• _課題_
出典の「このVisible Path、通常思い浮かべる」で始まる段落を、主な事実を残したまま簡潔な箇条書きに書き直しなさい。

企業データを提供するHoover’sが、エンタープライズ用のいわばSNSを提供するベンチャー、Visible Path を買収したというものです。以前からこの2社は協業しており、お互いのニーズが見合って今回の運びとなった模様。
このVisible Path、通常思い浮かべるSNSと一線を画しています。まず、LinkedInのようなサービスがビジネスパーソン仕様の「まじめ版」SNSであるのに対して、Visible Pathは仕事、特に営業に直結するためのビジネスツールとしてデザインされていること。そして、その人的ネットワークを何次隔たっているかという距離に加え、「繋がりの強さ」で表していることです。
この繋がりの強さをどう認識するかというと、例えば、アウトルックでのメール送受信をスキャン、モニターして、どれだけの頻度で連絡を取り合っているか、コミュニケーションが双方向的か等々を見るわけです。自分と知り合いの繋がりの強さは、こうアルゴリズムで機械的に行わなくても、大体分かっているのでそれ程面白みはないのですが、もう1次隔たっているCさんに誰かの紹介を通じてコンタクトしようと思った場合、結構役に立ちそうです。というのも自分の知り合いでCさんを知っている、AさんとBさんのうち、どちらがCさんとより親しいかが分かるので、目的地までの最適ルートが分かるということなんですね。まあ、全てのコミュニケーションがモニターできるわけではないので(例えば自宅から電話したとか)、正確とは言えないですが、なかなか面白いと思います。

• _データ_

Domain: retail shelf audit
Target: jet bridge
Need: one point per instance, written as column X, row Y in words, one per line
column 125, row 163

• _解答例_
・Visible Pathは、通常思い浮かべるSNSとは一線を画している。
・LinkedInのようなサービスはビジネスパーソン仕様の「まじめ版」SNSである。
・Visible Pathは、仕事、特に営業に直結するビジネスツールとしてデザインされている。
・人的ネットワークを、何次隔たっているかという距離に加え、「繋がりの強さ」で表している。